Stored dataset items
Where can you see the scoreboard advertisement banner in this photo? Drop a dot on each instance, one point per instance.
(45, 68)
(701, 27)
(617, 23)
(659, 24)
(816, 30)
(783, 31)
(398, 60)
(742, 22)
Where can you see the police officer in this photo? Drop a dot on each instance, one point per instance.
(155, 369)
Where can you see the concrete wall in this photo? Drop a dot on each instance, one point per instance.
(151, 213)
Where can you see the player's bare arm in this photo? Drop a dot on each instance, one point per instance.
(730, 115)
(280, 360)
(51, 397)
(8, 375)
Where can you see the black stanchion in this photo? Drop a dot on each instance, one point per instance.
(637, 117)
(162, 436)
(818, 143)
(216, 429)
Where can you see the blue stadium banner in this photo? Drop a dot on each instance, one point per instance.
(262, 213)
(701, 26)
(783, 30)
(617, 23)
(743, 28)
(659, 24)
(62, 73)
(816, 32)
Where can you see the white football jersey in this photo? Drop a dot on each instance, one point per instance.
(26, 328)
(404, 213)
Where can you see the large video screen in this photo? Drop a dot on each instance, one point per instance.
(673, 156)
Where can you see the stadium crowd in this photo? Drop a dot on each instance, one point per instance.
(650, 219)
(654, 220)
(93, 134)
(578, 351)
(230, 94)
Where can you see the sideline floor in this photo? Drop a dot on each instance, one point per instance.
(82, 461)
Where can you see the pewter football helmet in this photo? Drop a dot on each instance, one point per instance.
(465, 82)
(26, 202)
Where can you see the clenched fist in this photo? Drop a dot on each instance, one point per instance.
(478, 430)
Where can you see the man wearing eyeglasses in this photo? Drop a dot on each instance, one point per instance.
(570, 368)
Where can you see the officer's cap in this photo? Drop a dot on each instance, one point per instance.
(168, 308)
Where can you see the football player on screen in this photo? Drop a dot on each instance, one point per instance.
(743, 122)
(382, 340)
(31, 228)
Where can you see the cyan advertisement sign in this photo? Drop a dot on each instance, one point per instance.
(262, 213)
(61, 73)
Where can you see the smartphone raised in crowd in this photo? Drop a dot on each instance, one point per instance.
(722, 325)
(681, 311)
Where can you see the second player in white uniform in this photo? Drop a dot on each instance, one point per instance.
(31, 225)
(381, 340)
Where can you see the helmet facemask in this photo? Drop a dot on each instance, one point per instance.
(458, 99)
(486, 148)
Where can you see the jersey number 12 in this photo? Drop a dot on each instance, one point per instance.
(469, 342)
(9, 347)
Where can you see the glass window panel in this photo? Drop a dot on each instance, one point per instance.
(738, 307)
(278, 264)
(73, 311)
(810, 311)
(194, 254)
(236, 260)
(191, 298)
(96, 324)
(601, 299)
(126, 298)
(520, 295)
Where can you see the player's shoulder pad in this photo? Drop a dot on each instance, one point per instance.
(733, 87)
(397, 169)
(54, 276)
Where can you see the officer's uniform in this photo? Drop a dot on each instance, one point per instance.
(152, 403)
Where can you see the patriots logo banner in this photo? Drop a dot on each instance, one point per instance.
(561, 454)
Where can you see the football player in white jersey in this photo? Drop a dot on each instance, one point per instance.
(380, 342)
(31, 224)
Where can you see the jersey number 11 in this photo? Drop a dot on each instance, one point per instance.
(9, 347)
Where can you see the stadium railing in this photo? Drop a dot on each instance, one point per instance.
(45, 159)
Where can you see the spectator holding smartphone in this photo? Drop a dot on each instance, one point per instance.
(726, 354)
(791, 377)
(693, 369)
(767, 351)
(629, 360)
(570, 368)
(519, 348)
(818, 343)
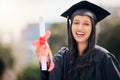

Problem to solve: Pull out every line above that contains the word "smartphone", matching case exactly.

Worked solution:
Where can you see the smartphone raised in crowd in this photo? Drop a dot on each instance, one point per instance.
Where can you see the spectator holding smartphone in this photo? Drop a dot on each instance, one point per instance.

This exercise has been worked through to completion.